-- The records start --
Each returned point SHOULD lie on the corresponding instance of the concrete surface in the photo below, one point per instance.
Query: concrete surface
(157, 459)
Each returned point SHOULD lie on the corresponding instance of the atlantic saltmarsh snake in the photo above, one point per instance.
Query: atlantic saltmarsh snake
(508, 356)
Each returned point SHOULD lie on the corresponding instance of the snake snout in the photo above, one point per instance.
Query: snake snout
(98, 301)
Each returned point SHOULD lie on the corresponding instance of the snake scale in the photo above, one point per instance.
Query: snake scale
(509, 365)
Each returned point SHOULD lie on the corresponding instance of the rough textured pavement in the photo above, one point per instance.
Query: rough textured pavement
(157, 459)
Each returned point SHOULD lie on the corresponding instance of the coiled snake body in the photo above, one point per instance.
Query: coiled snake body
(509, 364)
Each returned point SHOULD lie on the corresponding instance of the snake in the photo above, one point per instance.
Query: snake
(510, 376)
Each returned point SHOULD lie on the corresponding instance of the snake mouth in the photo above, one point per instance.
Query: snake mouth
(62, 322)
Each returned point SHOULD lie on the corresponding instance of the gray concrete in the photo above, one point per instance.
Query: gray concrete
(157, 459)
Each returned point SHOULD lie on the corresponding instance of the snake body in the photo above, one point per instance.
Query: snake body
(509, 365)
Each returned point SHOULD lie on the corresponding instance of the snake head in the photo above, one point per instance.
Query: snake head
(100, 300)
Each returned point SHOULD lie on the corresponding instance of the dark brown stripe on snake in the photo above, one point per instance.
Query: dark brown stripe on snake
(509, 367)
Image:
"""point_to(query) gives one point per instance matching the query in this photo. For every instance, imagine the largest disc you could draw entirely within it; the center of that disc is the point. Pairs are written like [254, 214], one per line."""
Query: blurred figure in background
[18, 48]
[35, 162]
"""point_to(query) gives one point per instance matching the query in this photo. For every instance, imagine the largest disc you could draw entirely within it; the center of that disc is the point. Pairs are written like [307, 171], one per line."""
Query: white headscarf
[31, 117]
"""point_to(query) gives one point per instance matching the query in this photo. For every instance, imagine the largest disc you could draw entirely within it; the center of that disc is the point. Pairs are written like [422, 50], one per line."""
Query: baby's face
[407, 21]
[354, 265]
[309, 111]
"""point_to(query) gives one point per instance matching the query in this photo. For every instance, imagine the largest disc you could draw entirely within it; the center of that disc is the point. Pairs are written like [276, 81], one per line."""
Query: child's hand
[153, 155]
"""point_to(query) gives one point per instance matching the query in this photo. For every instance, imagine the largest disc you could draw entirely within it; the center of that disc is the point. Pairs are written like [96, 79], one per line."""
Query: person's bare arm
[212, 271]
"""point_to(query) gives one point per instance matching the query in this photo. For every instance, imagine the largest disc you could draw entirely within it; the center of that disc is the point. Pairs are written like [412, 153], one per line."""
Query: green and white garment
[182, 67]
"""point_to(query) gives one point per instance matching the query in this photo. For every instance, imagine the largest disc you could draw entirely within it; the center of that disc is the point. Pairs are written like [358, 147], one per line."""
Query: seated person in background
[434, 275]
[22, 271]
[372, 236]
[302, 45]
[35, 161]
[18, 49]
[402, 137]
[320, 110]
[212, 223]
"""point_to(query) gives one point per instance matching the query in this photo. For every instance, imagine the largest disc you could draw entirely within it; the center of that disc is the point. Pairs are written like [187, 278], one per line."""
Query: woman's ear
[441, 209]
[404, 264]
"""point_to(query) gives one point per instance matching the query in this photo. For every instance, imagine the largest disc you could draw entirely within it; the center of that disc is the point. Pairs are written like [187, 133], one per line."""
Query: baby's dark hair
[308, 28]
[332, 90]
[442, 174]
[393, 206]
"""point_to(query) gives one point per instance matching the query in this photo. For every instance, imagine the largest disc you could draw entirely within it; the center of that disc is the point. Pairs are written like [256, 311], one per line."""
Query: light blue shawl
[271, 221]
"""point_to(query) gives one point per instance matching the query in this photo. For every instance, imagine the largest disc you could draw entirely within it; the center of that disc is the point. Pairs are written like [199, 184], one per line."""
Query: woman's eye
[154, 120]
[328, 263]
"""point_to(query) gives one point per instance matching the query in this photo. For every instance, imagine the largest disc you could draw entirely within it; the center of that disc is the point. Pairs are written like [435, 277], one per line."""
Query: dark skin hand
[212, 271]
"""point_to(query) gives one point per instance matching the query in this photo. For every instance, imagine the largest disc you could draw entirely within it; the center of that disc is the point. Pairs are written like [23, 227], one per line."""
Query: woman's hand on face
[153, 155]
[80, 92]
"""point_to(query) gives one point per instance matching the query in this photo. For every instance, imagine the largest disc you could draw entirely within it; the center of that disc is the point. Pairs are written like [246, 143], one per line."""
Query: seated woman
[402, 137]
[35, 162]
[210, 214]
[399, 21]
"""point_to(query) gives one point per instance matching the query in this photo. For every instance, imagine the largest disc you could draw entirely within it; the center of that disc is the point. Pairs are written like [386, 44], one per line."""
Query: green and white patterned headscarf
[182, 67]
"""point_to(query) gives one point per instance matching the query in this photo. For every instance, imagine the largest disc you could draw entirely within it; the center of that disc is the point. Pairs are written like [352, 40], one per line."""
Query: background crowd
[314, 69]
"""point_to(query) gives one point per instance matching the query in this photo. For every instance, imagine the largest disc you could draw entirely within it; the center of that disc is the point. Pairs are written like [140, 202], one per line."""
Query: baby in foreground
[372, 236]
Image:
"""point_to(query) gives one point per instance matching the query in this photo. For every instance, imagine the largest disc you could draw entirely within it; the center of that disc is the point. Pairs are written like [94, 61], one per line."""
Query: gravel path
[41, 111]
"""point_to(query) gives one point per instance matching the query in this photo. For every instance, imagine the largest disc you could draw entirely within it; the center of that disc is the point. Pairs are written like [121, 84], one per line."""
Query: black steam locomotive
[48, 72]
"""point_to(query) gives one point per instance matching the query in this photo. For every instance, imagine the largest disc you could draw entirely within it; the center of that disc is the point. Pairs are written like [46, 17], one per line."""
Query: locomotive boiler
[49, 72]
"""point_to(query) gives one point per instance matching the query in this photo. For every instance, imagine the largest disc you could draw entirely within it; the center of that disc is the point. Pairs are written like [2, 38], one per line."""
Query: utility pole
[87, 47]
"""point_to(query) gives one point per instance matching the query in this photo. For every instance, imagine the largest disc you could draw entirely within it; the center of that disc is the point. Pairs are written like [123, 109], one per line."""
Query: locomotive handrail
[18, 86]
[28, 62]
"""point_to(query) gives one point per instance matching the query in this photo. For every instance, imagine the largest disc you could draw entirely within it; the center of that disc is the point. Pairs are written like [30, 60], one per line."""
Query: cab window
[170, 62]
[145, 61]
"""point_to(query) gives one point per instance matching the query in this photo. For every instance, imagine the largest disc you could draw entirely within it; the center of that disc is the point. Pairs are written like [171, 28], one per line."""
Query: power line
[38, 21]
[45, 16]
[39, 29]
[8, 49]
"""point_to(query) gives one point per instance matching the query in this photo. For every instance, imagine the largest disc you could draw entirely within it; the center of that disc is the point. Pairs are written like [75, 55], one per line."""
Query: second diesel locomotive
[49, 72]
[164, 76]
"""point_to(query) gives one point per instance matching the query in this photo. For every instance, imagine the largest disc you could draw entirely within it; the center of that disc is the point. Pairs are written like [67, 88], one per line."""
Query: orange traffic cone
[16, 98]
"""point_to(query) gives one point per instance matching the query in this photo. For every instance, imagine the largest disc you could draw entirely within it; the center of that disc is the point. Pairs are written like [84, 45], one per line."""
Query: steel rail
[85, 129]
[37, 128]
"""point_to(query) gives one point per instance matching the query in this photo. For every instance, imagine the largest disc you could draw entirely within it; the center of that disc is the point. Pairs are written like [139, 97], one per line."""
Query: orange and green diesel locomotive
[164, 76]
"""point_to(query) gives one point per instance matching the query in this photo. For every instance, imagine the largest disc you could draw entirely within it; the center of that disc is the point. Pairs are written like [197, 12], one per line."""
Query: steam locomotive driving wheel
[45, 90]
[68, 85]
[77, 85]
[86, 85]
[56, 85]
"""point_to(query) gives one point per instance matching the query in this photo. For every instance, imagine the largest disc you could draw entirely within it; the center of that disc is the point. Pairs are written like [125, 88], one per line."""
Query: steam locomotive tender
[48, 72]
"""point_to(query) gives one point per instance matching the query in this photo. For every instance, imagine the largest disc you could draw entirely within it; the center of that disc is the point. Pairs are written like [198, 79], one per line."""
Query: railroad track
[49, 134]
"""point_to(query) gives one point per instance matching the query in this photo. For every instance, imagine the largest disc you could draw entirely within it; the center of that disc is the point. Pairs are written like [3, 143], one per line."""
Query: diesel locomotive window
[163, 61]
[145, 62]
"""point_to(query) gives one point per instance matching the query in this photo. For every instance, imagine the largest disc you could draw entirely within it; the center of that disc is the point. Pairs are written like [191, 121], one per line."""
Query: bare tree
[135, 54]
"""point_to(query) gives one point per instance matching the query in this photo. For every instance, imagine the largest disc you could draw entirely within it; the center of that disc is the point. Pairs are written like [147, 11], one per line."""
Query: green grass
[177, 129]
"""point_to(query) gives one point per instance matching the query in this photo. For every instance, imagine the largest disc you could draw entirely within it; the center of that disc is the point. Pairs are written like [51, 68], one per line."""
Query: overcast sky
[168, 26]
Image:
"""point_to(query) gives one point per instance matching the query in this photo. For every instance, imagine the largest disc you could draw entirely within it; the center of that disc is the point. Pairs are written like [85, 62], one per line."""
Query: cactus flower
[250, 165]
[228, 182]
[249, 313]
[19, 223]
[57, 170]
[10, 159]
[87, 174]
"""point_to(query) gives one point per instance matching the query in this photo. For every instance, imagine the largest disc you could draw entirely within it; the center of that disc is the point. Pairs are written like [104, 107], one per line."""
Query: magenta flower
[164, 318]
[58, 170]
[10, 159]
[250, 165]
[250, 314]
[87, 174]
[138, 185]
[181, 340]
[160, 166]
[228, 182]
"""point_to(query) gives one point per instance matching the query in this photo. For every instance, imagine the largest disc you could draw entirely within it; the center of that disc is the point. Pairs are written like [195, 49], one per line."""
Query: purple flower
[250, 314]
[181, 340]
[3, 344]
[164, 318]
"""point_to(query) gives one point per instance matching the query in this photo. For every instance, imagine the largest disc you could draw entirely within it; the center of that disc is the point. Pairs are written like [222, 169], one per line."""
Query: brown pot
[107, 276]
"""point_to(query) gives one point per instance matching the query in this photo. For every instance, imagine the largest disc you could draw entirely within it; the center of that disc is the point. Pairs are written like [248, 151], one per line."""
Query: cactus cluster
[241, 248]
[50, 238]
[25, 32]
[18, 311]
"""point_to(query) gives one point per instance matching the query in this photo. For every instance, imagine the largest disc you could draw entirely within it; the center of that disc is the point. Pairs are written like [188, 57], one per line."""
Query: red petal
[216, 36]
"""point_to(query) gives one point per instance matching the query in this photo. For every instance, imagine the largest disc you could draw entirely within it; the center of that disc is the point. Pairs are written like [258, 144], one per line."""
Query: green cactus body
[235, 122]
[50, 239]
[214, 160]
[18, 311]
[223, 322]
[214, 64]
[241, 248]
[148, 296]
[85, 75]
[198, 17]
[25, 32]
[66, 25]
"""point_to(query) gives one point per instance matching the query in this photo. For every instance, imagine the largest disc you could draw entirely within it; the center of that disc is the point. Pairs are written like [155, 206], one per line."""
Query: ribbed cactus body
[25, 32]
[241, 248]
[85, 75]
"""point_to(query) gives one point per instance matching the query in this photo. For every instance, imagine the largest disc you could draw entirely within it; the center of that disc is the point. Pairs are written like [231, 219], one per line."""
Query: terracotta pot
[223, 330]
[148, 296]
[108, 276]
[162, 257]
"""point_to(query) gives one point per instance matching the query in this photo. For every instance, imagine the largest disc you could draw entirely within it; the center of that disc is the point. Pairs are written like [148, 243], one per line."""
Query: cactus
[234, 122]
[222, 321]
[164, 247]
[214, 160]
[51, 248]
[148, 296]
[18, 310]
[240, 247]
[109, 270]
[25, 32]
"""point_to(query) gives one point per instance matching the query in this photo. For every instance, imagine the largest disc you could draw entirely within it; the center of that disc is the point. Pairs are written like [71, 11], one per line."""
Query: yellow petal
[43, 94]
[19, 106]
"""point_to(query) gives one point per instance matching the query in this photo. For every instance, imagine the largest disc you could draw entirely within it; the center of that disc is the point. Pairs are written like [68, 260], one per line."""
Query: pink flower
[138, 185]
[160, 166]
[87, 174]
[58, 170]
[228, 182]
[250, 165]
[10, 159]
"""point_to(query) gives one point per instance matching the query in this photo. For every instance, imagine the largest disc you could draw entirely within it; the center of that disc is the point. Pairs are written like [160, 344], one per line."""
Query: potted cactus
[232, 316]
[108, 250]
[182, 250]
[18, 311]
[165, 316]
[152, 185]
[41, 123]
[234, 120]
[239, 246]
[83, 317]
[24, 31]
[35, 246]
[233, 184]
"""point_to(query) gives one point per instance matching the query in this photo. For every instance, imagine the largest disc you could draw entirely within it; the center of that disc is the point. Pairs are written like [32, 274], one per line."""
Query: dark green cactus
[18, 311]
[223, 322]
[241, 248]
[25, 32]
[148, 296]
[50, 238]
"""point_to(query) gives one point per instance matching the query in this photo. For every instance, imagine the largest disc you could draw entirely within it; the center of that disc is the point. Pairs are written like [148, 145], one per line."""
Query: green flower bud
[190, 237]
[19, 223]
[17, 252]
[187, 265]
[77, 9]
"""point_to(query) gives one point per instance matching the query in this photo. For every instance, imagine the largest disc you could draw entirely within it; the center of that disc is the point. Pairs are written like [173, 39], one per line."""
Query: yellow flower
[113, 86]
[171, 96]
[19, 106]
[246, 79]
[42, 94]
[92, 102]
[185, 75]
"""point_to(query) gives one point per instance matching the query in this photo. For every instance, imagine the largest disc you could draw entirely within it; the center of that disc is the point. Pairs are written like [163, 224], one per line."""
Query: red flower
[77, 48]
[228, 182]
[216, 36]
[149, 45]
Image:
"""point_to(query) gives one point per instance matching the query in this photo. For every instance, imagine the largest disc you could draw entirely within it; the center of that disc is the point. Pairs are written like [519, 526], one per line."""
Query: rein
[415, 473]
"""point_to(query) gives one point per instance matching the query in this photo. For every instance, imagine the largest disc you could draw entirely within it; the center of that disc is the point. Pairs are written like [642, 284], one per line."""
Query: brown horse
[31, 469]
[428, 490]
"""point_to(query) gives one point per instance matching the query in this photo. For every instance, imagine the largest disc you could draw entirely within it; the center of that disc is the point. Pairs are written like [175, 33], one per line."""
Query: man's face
-- The records end --
**Given instruction**
Output the lines from the line containing "[148, 145], one" to the end, both included; add nothing.

**Written response**
"""point_to(query) gives one point per instance matching the query in this photo. For every instance, imagine the largest disc you could draw entirely within it; the center of that disc is the point. Pairs are written like [148, 145], one per line."""
Query: green flower bud
[190, 237]
[19, 223]
[17, 252]
[187, 265]
[77, 9]
"""point_to(query) gives one point per instance matching the query in this photo. For every instance, imagine the largest disc you could draw entirely within it; the center of that disc is the point. Pairs are written like [173, 39], one per line."""
Query: yellow flower
[113, 86]
[171, 96]
[19, 106]
[246, 79]
[42, 94]
[92, 102]
[185, 75]
"""point_to(query) gives one point per instance matching the query in this photo. For every instance, imagine the largest disc you could draw entirely within it; the center of that disc is the point. Pairs are written like [163, 224], one per line."""
Query: red flower
[77, 48]
[228, 182]
[216, 36]
[149, 45]
Image:
"""point_to(query) gives one point per instance matching the query in this photo. For every instance, imagine the largest disc you could draw entirely within it; the center of that disc is the point. Pairs are written like [519, 526], one per line."""
Query: rein
[415, 473]
"""point_to(query) gives one point per instance matching the query in this photo. For every instance, imagine the largest disc you could draw entirely within it; the center of that disc is the point. Pairs are written like [642, 284], one per line."""
Query: brown horse
[31, 469]
[428, 490]
"""point_to(query) gives one point per instance matching the query in this photo. For every instance, imagine the largest disc you could draw entirely within it; the center of that disc is the point. Pairs are written like [175, 33], one per line."""
Query: man's face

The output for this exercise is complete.